Set of tasks
A: Render this sentence from the text on Lençóis Maranhenses into Spanish: "It is amazing to see that even with the lagoons being dry during half of the year, in some of them there are fish."
B: According to the text on Lençóis Maranhenses, in what year was the national park created?
C: Carry on the text on Lençóis Maranhenses, picking up after its final sentence.

BEGIN Text passage

Lençóis Maranhenses, Brazil
With an area of approximately 1,500 km² (580 mi²), the only desert in Brazil suffers constant changes in its landscapes. This is caused by the action of the winds, that moves the dunes around 20 meters (65 feet)per year, and by the variations in the rainfalls. From January to July, the water of strong rains is trapped between the dunes, forming thousands of lagoons with different shades of green or blue, which are the great attraction of the region. During the second semester, the lagoons dry until Lençóis gets the real appearance of a desert.
It is amazing to see that even with the lagoons being dry during half of the year, in some of them there are fish. This happens because during the drought the roe are buried, thus hatching when the rainy season resumes.
In order to protect this incredible ecosystem, in 1981 was created the Lençóis Maranhenses National Park, with 147,222 hectares. There are two small towns used as starting points for tourism.

END Text passage
BEGIN Information supplied

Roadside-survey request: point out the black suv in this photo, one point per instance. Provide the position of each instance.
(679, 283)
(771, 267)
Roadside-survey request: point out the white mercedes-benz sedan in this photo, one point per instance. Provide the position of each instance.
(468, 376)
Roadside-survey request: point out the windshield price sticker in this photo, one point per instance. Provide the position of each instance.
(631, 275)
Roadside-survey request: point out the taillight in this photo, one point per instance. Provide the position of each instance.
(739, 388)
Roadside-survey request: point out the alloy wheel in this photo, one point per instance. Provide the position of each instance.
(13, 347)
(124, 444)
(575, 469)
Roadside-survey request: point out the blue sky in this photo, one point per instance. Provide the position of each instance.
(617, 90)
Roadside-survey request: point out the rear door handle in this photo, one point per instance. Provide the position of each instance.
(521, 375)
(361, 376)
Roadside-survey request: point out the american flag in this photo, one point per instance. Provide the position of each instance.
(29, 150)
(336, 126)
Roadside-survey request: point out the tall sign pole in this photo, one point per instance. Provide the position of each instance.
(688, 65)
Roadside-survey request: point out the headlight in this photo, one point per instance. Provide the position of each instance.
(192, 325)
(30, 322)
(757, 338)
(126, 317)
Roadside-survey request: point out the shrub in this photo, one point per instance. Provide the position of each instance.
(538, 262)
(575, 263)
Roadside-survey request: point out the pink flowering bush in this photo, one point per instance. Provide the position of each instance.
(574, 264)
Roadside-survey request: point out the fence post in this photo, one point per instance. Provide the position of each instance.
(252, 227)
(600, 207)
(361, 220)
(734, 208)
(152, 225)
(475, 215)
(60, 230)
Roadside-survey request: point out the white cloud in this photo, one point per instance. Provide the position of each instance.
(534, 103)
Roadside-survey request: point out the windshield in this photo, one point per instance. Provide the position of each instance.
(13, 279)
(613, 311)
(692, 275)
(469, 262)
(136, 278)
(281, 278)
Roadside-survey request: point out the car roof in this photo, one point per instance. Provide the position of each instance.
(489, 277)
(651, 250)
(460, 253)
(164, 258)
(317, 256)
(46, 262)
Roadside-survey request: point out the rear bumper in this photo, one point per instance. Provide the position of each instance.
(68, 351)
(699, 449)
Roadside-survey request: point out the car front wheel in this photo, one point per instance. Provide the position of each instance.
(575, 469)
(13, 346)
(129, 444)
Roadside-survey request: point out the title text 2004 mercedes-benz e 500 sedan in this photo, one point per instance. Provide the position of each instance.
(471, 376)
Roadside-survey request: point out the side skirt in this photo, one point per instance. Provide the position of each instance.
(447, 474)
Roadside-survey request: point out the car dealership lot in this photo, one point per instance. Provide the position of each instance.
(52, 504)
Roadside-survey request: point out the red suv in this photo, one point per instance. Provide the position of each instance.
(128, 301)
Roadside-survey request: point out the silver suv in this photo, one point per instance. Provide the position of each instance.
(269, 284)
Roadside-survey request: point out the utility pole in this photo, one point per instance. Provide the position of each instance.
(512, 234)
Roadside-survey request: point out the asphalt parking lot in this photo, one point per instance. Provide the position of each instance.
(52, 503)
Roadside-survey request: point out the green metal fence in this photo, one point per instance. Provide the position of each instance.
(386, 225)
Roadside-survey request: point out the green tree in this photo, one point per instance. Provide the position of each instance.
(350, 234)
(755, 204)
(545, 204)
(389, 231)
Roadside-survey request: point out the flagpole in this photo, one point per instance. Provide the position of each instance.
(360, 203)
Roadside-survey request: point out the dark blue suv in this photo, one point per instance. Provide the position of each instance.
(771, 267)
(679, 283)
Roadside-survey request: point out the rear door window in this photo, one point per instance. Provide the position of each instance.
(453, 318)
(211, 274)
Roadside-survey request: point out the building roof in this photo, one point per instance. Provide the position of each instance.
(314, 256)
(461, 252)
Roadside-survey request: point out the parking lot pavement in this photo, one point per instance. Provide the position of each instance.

END Information supplied

Written answers
A: Es asombroso ver que, aunque las lagunas están secas durante la mitad del año, en algunas de ellas hay peces.

B: The Lençóis Maranhenses National Park was created in 1981.

C:
To the east of the Lençóis is the main city that gives access to the Park, located at the border of the beautiful Preguiças river.
Almost as calm as the Preguiças river, Barreirinhas has good lodging and food options, as well as several local tourist agencies. In fact, the negative point of Barreirinhas is precisely the insistence of the salespeople of these agencies, who are hunting down clients in the streets and sometimes even following them, causing embarrassing situations for the tourists, who at certain moments only get rid of them leaving the education aside.
The tours to the lagoons can be done in the morning or afternoon, when the 4wd departs from the town and drive btetween one hour and one hour and a half through the woods and, in the rainy season, they cross lakes that even cover the hood of the cars. As soon as the 4wd arrives in the dunes, the tourists start walikng to the lagoons, one close to each other and always inviting for a refreshing swim in their incredibly clear waters.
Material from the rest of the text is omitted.